#### TEXT BLOCK
Jennifer Gould
Jennifer Gould is an award-winning journalist and author who writes weekly columns for the New York Post with a specialty in real estate and global financial corruption. Her coverage stands out for treating property not just as square footage and price, but as a stage where celebrity, culture and global money flows meet, from trophy homes and restaurant deals to stories about how real estate is used to move and hide wealth. She writes the weekly Side Dish and Gimme Shelter columns, giving her beat a consistent, voice-driven lens that blends market scoops with lifestyle and power dynamics.
Gimme Shelter: luxury listings and trophy homes
Gould’s Gimme Shelter work focuses on high-end residential listings and sales, with a strong emphasis on the personality and history behind each property. She regularly covers homes tied to entertainment figures, such as a story on a former Disney+ executive seeking $9.25 million for a “stunningly preserved” historic Los Angeles home. Her reporting also highlights celebrity-adjacent neighborhoods and star-powered cachet, as in a piece on a $35 million Golden Beach, Florida waterfront home whose neighbors include Mexican billionaire Carlos Slim and rapper French Montana.
Historic and culturally significant homes are a recurring thread. Gould has written about an LA home built for Hollywood icon Jean Harlow that is on the market for $16.8 million, framing the listing through the property’s 1932 origins, architectural style and fast-built backstory. She has covered a former John Steinbeck home offered for sale, noting details such as the inclusion of the author’s old desk, and using those specifics to show how literary heritage is packaged into a modern real estate pitch. In another piece, she reported on two connected historic West Village townhouses marketed for $15 million, describing how their combined 39-foot frontage would create a rare megamansion and tying that configuration to broader billionaire trends in the neighborhood.

#### ACTIVITIES
A – Answer these questions about the Jennifer Gould profile:
(i) Which newspaper carries her weekly columns?
(ii) What is the price of the LA home built for Jean Harlow?
(iii) What is the combined frontage of the two West Village townhouses?
B – List every dollar amount that appears in the Jennifer Gould profile.
C – Carry the Jennifer Gould profile forward from its final sentence.
The records have nothing to do with the Jennifer Gould profile.

#### DATA SECTION
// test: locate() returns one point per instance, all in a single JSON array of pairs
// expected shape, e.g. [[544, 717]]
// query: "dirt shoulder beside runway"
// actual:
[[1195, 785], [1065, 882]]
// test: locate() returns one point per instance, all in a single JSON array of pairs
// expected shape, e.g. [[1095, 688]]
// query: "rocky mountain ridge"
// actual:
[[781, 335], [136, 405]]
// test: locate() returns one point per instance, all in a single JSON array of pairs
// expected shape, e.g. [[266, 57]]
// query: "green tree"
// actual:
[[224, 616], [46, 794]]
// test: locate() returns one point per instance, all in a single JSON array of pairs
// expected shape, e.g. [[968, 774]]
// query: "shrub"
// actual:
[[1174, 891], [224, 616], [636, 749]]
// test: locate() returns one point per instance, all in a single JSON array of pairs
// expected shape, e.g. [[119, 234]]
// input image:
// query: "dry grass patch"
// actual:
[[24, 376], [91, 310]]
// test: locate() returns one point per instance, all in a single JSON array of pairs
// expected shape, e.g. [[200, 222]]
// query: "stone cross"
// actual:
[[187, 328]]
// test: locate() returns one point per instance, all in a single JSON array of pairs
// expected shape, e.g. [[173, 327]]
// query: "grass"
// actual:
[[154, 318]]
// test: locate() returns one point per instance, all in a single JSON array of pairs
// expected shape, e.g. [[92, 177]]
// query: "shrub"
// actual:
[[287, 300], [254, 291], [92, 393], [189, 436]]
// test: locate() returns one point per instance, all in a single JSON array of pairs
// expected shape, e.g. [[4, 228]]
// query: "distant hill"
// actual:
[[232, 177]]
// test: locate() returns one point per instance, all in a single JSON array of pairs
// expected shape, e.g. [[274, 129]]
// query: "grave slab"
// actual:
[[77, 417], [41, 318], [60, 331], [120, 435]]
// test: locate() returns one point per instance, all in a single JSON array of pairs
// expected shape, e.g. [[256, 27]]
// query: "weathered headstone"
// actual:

#### RESPONSE LIST
A –
(i) The New York Post
(ii) $16.8 million
(iii) 39 feet

B –
$9.25 million
$35 million
$16.8 million
$15 million

C –
Across these stories, Gould consistently anchors her reporting in price, location, square footage and design, but distinguishes herself by foregrounding the narrative value of owners, neighbors and history. Her luxury coverage reads less like listing copy and more like a map of who and what confers status on a property, whether that is a classic Hollywood name, a Nobel-winning author, or ultra-wealthy figures on the same block.
Real estate and global financial corruption
Beyond individual listings, Gould’s beat explicitly includes money laundering and global financial corruption, a dual focus that is unusual for a real estate columnist. Her work has examined how high-end property functions as an instrument of geopolitical power and sanctions, including coverage of efforts by U.S. senators to target associates of Vladimir Putin through restrictions on their real estate holdings. That story treats homes not as lifestyle assets but as levers in foreign policy, showing how ownership structures, shell companies and luxury addresses intersect with the enforcement of sanctions.
This strand of her reporting links the glamour of multimillion-dollar homes to the darker side of global finance, reflecting an interest in following money beyond the listing sheet. Public professional profiles underscore that her coverage encompasses real estate, money laundering and global financial corruption, suggesting a sustained commitment to connecting day-to-day property news with systemic issues of illicit capital and enforcement. As a result, she occupies a hybrid space on the beat: part luxury real estate columnist, part reporter on how those assets can be used to store, move or obscure wealth.
Side Dish: restaurants, hotels and cultural venues
Gould’s Side Dish column extends her real estate lens into restaurants, hotels and cultural spaces. She has reported on an Indian food eatery opening an express outpost in Midtown, as well as a related downtown Brooklyn location, treating these expansions as both business moves and changes to the commercial landscape. Her coverage of such openings pays attention to location strategy and neighborhood dynamics, showing how hospitality and retail operators position themselves within the broader urban fabric.
She also writes about how cultural institutions and events intersect with landmark properties. In a story on Cole Porter’s famed piano being used to raise charitable funds at the Waldorf Astoria, Gould ties the fundraising effort to the hotel’s legacy and the role of iconic objects in sustaining its profile. In another piece, she covered a rising art star painting a mural for a luxury condo, using the commission to illustrate how developers deploy contemporary art to brand their buildings and signal exclusivity. These Side Dish stories share a focus on how food, art and music are used to activate and market real estate, rather than treating them as separate lifestyle topics.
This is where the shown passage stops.